===== Texto proporcionado
La oveja llegó a Australia con los primeros expedicionarios que desembarcaron allí. Las condiciones de vida para el animal eran muy favorables, y nada, si no fue la Administración británica, impidió el desarrollo de la cría de la oveja. Australia era entonces para Inglaterra lo que Siberia para Rusia: el lugar de destierro de los delincuentes. Como en Siberia, también en Australia los condenados solían escapar ; y como resultaba para ellos mucho más fácil ocultarse entre rebaños ambulantes y en compañía de pastores solitarios que en localidades pobladas, las autoridades del país procuraron por todos los medios impedir la cría de ganados y, al mismo tiempo, impulsar la Agricultura. Como es natural, costó no poco acabar con ese prejuicio administrativo contra la oveja, siendo el primero en lograrlo otro escocés, el teniente Mac Arthur, a quien debe Australia su riqueza en ganado lanar.

MacArthur era un típico representante del oficial inglés colonial de la época. Como hace resaltar su biógrafo, ocupábase en Australia en negocios comerciales, «costumbre muy generalizada entre los oficiales del servicio colonial». Dedicóse primero a la Agricultura, iniciando una nueva era en la historia de la australiana con la introducción del arado inglés, principio muy extraño para un joven oficial (a la sazón no contaba aún treinta años). Nueva Gales del Sur, la única de las comarcas abiertas entonces a la colonización, no producía lo suficiente para satisfacer a su propia subsistencia, y de vez en cuando se enviaba al Sur de África expediciones de aprovisionamiento. A una de ellas confió Mac Arthur el encargo de comprar los mejores ejemplares de ovejas que pudieran encontrarse en tierras de los bóers. Quiso el destino que el barco australiano llegara al África un año después de la muerte de Gordón, cuando sus rebaños estaban en venta. Eran buenas ovejas « importadas » que podían ser adquiridas a precios ventajosos. Realizóse el negocio, y la obra del desdichado Gordon fue continuada en Australia por el afortunado Mac Arthur.

Este hombre fue realmente afortunado, a pesar de su carácter intratable. Consagróse a la cría de ovejas, sin dejar por ello el servicio en el ejército real. Pero he aquí que en el Casino militar se produjo un escándalo que terminó en un duelo, el cual a su vez motivó un Consejo de guerra. Habiendo sido la sentencia desfavorable a Mac Arthur, embarcóse éste para Inglaterra, a fin de defender su derecho en la metrópoli. Después de seis años de inútiles esfuerzos, regresó a Australia corno retirado del Ejército, para reemprender con nuevas energías sus « negocios comerciales », libre ya de toda preocupación militar. Por una insignificancia compró en subasta 4.000 hectáreas de terreno inculto y fundó en él una granja que había de ser el punto de partida de la expansión en Australia del carnero merino.
==========
* [Tarea A]:
¿Cuántas líneas de las entradas contienen la palabra "orange"? Distingue entre mayúsculas y minúsculas y responde solo con el número.
===== Material proporcionado
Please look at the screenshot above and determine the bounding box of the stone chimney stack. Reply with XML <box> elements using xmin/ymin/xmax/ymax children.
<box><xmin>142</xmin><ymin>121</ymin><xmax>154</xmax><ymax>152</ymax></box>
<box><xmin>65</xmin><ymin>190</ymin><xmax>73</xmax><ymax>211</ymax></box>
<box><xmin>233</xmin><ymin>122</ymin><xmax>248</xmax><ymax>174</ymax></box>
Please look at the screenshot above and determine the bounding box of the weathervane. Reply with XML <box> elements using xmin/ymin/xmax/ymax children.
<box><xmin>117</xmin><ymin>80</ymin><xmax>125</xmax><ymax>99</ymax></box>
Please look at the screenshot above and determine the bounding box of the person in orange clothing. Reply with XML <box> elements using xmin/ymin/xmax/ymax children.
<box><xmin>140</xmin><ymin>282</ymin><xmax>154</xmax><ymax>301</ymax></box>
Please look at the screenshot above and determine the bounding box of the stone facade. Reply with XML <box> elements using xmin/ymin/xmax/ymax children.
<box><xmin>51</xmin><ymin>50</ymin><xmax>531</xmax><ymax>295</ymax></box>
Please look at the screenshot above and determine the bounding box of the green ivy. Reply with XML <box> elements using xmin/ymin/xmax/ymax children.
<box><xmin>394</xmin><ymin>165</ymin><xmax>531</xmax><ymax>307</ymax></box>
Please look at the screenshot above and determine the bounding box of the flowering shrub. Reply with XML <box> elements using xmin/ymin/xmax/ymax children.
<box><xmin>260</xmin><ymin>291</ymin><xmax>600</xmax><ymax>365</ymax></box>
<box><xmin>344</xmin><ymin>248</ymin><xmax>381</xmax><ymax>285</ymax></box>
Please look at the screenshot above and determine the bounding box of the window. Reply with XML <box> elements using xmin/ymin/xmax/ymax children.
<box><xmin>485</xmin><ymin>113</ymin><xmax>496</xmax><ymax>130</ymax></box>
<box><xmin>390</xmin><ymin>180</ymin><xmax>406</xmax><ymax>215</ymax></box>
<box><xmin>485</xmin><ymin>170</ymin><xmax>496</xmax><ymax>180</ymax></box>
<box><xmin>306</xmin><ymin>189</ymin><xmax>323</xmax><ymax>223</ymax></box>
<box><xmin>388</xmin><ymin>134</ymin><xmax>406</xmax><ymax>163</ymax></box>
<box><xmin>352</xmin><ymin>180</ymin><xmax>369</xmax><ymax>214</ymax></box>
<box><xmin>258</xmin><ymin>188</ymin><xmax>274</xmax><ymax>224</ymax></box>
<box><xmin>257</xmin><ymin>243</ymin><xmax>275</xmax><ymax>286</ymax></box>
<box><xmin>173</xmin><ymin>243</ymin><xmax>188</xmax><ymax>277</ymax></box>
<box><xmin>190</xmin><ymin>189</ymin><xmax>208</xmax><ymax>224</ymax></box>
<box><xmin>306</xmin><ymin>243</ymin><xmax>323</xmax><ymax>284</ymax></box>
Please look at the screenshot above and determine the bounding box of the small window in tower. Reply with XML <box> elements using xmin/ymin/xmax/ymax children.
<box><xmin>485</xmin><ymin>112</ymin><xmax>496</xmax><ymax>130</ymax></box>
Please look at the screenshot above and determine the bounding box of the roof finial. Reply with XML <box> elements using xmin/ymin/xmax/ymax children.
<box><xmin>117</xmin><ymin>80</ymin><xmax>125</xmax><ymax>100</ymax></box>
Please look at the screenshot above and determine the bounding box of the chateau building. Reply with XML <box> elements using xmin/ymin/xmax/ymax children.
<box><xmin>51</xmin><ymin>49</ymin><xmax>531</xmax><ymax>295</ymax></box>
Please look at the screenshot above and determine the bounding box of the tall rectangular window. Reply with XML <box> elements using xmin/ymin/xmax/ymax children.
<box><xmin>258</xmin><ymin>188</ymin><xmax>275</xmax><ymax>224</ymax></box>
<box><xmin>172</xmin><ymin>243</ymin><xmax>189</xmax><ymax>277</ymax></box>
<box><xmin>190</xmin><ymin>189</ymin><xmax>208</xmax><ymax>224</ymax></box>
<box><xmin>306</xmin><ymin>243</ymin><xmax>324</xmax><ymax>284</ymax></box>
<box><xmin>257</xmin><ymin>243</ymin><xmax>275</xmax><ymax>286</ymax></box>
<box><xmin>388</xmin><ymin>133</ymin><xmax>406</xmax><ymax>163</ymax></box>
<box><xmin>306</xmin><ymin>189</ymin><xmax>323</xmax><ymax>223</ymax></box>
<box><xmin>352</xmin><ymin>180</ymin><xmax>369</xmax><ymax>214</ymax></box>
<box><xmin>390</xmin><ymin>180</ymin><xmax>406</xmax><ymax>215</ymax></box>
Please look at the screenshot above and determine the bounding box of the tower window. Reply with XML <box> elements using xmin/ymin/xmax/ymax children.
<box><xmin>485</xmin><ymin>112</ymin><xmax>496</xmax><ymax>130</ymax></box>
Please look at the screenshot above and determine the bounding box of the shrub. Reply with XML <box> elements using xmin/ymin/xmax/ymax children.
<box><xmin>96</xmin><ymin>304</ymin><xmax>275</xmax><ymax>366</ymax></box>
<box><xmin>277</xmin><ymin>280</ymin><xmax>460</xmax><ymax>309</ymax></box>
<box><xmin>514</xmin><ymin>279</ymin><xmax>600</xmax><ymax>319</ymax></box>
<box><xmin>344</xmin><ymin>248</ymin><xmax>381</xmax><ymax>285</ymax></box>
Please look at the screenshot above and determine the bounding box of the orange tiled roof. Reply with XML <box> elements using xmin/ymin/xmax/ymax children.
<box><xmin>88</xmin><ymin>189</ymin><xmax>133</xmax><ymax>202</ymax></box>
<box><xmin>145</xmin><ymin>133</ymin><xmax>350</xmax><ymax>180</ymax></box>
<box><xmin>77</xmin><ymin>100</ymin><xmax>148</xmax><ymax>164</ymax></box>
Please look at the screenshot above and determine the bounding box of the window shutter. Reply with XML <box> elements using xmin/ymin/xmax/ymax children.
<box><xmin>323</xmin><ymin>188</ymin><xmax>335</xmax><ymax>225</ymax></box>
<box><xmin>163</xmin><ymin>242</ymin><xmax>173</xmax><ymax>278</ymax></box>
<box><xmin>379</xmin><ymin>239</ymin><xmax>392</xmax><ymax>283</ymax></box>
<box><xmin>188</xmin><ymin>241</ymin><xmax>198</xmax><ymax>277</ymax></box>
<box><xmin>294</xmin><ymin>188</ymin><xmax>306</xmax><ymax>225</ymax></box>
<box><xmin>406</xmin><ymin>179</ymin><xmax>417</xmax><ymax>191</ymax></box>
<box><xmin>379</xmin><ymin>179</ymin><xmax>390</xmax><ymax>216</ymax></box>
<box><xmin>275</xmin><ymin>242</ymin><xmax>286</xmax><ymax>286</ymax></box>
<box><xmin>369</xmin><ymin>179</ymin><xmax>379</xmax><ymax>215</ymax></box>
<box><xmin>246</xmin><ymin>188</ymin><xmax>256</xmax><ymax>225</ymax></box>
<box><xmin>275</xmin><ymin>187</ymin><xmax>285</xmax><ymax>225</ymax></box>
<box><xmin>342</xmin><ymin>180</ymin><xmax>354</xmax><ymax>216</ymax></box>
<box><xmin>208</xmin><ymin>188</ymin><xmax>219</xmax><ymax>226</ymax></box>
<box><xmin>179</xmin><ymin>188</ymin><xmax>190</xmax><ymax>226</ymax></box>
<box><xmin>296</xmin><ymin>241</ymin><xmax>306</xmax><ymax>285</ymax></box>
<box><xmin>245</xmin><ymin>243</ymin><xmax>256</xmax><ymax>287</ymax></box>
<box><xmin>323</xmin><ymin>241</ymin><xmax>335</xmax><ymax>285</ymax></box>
==========
* [Tarea B]:
Continúa el texto sobre la cría de ovejas en Australia a partir de su última frase.

* [Respuesta correcta A]:
2

* [Respuesta correcta B]:
Poco tardó la oveja en abrirse camino hacia la meseta que se extiende a lo largo de la costa SE. de Australia. El hecho se produjo en 1813, fecha que señala el punto de partida de la historia de la penetración paulatina de la oveja hacia el interior del país, hasta muy cerca de su « corazón muerto ». Arrancando del Este, del Sur y, más tarde, también del Oeste, avanza hasta la región desértica del interior, acorralando a la vez a la población indígena en aquella tierra muerta y aniquilándola junto con sus bumerangs y sus canguros.

Fué el famoso capitán James Cook quien llevó la oveja a Nueva Zelanda, cuando descubrió la isla en 1769. Sin embargo, la primera tentativa de aclimatación del animal en aquel país no dió resultado ; el éxito apetecido no se consiguió sino medio siglo más tarde. En 1815 se transportaron a Nueva Zelanda, procedentes de Australia, varios ejemplares de ovejas, y cincuenta años después su número alcanzaba ya algunos millones de cabezas. Durante mucho tiempo la multiplicación de este ganado tropezó con un obstáculo, el mismo que, según parece, había tenido la culpa del fracaso del ensayo realizado por Cook.  Este enemigo insospechado no fué otro que ¡un papagayo!, la variedad llamada «papagayo Néstor», animal que, refugiado en las montañas al ser expulsado de los bosques, no había tenido otro recurso, para no perecer, que volverse carnívoro. Y helo aquí precipitándose, cual verdadera ave de rapiña, sobre las ovejas recientemente tundidas, a las que, a picotazos, arrancaba trozos de carne.

Por otra parte, no era el papagayo el único enemigo que se cebaba en el indefenso carnero, contra el cual se confabulaba todo. El acceso al África central se lo impedía la mosca tsetsé ; en el Sur, el babuino atacaba a los corderos, abriéndoles el vientre para comerse la leche cuajada contenida en el estómago. En Inglaterra, todavía a mediados del siglo pasado había que sostener una verdadera guerra contra los lobos, los cuales robaban las reses, como lo hacen aún en el Sur de Rusia y en el Cáucaso.


Fig. 123
El lobo caucásico es astuto y agresivo. En otoño, cuando empieza a fermentar el vino nuevo, los pastores suelen flojear un poco en la guarda de sus rebaños, e incluso ocurre a las veces que se quedan profundamente dormidos a deshora «repletos del dulce vinillo». En aquel país, la mayoría de las ovejas pertenecen a la variedad «cola gorda », y la grasa de la oveja lo representa todo en la existencia de los georgianos.

Cuando el negligente pastor despierta de su báquico sueño, suele ocurrir con gran frecuencia que haya de regresar al pueblo guiando un rebaño cuyos componentes presentan el rabo desgarrado, sangrante, devorado. El pastor baja detrás del ganado, gimiendo, golpeándose el pecho, y sus gritos, las lamentaciones de las mujeres y los improperios de los hombres forman extraño coro con las quejas lastimeras de las mutiladas bestias. Éstas no podrán ya vivir ; son degolladas, y aquella misma noche todo el pueblo participa en un festín de carne fresca, se hincha de vino nuevo, y cantando, danzando y llorando al mismo tiempo, olvida su desgracia, sumergido hasta el nuevo día en aquella dolorosa saturnal.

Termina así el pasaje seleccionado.